| EXERCISE BRIEF |
Below, find the line containing "instance, sample <point>271,142</point>."; from there to the final line, print every line exactly and skip the pictures.

Image point grounding data:
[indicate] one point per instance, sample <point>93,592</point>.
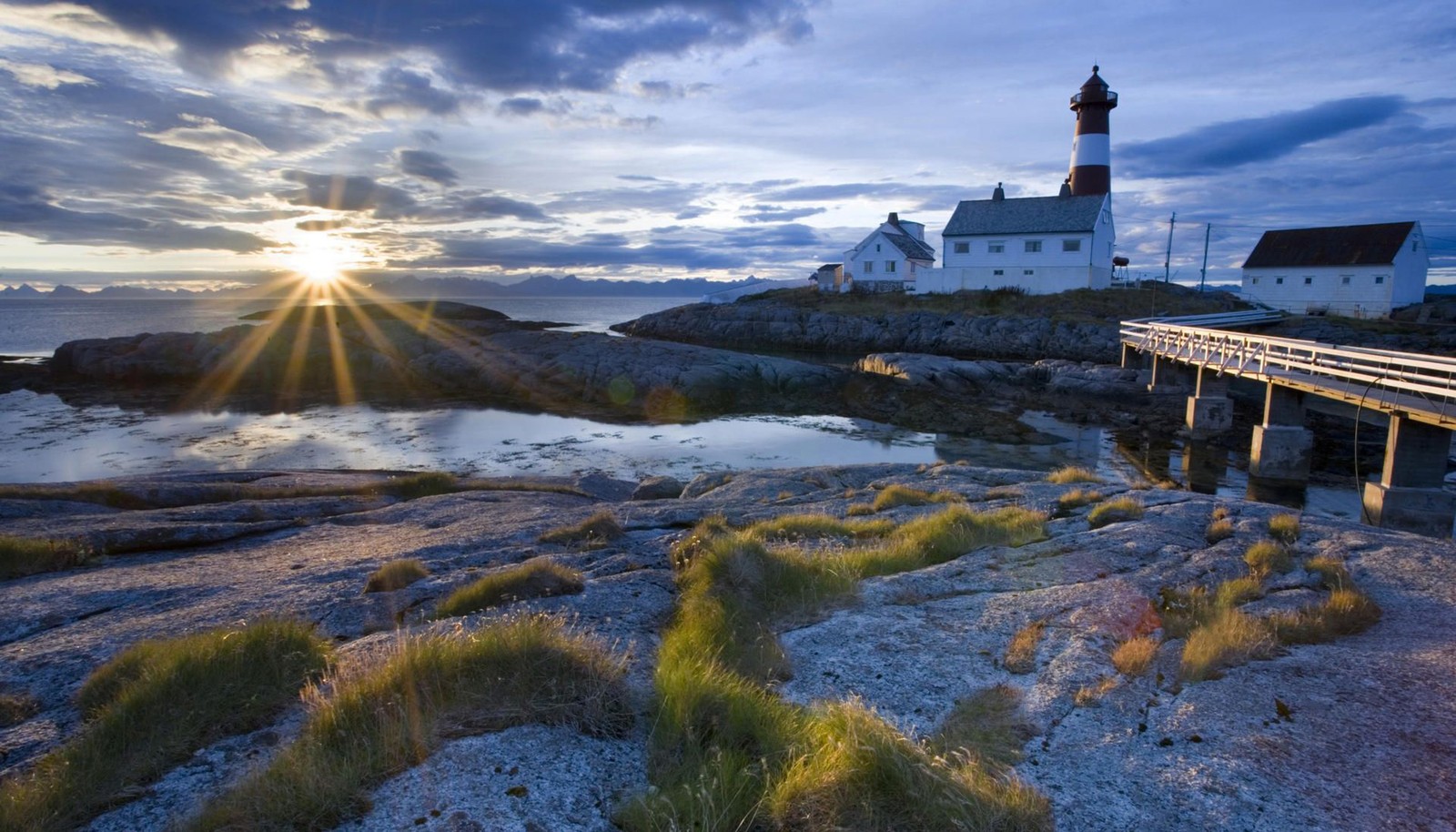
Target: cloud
<point>1235,143</point>
<point>427,165</point>
<point>402,92</point>
<point>347,194</point>
<point>778,215</point>
<point>26,210</point>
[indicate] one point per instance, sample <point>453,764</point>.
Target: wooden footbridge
<point>1417,391</point>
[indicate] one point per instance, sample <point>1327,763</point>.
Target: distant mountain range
<point>414,288</point>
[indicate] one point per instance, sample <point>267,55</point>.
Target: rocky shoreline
<point>1349,735</point>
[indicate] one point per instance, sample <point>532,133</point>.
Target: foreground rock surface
<point>1369,740</point>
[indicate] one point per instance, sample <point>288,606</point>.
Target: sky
<point>217,143</point>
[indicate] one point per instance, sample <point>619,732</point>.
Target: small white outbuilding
<point>1359,271</point>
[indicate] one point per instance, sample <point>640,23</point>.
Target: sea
<point>44,439</point>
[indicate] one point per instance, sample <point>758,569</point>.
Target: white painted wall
<point>1052,269</point>
<point>1351,290</point>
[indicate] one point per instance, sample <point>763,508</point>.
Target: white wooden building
<point>1360,271</point>
<point>1038,244</point>
<point>888,259</point>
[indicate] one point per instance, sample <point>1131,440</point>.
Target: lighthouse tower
<point>1091,147</point>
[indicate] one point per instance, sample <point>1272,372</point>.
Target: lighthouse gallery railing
<point>1414,383</point>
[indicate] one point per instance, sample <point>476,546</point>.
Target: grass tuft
<point>1285,528</point>
<point>895,496</point>
<point>1118,511</point>
<point>397,574</point>
<point>1227,640</point>
<point>22,557</point>
<point>987,725</point>
<point>533,579</point>
<point>1072,474</point>
<point>1135,656</point>
<point>382,720</point>
<point>152,707</point>
<point>1021,653</point>
<point>593,533</point>
<point>1267,557</point>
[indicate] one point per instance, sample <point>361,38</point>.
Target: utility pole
<point>1168,257</point>
<point>1203,271</point>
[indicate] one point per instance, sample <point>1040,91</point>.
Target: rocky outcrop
<point>784,327</point>
<point>1346,736</point>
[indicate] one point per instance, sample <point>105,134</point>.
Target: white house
<point>890,259</point>
<point>1358,271</point>
<point>1038,244</point>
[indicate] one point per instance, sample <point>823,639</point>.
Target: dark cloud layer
<point>1235,143</point>
<point>502,46</point>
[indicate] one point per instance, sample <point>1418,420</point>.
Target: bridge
<point>1416,391</point>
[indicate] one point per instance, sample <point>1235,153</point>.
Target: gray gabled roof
<point>1026,216</point>
<point>910,247</point>
<point>1337,245</point>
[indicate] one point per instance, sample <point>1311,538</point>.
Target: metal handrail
<point>1390,379</point>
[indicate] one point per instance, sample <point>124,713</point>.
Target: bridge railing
<point>1383,378</point>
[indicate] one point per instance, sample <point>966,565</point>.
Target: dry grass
<point>1285,528</point>
<point>22,557</point>
<point>383,720</point>
<point>152,707</point>
<point>397,574</point>
<point>895,496</point>
<point>1267,557</point>
<point>1021,653</point>
<point>541,577</point>
<point>593,533</point>
<point>1118,511</point>
<point>1072,474</point>
<point>1344,613</point>
<point>1219,529</point>
<point>987,725</point>
<point>1135,656</point>
<point>1077,497</point>
<point>1227,640</point>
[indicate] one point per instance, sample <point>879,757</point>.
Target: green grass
<point>728,754</point>
<point>1072,474</point>
<point>382,720</point>
<point>895,496</point>
<point>22,557</point>
<point>397,574</point>
<point>987,725</point>
<point>152,707</point>
<point>593,533</point>
<point>1267,557</point>
<point>539,577</point>
<point>1285,528</point>
<point>1118,511</point>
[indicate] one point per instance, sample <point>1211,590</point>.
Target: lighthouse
<point>1091,147</point>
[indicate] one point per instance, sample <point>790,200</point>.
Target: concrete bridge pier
<point>1410,494</point>
<point>1208,407</point>
<point>1281,443</point>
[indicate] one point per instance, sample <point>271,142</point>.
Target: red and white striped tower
<point>1091,147</point>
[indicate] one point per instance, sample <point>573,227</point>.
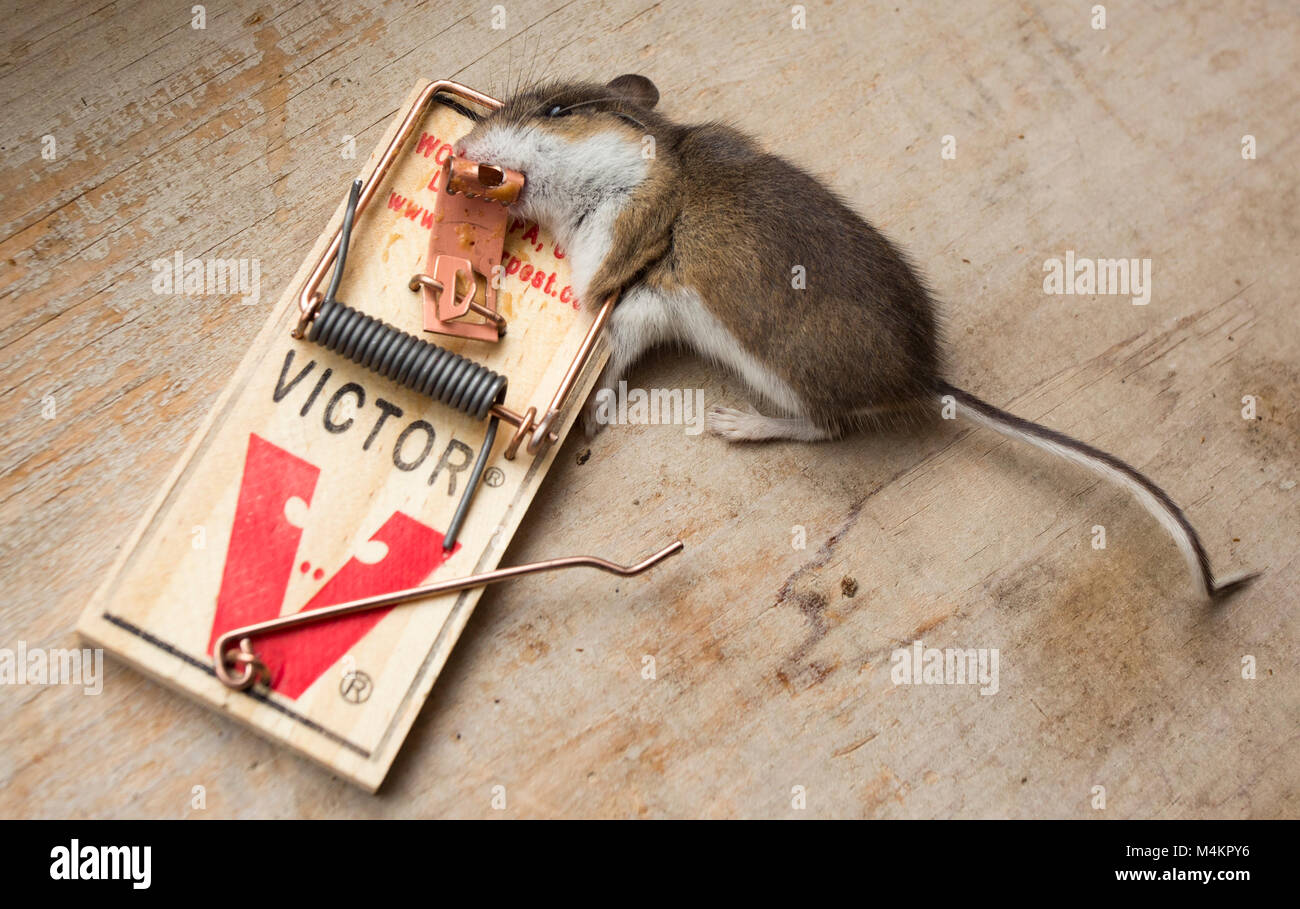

| EXPECTED OUTPUT |
[indicate] one point per instance, sample <point>271,142</point>.
Target: red and white striped tower
<point>1091,147</point>
[indicate] one point per instance, sample <point>573,227</point>.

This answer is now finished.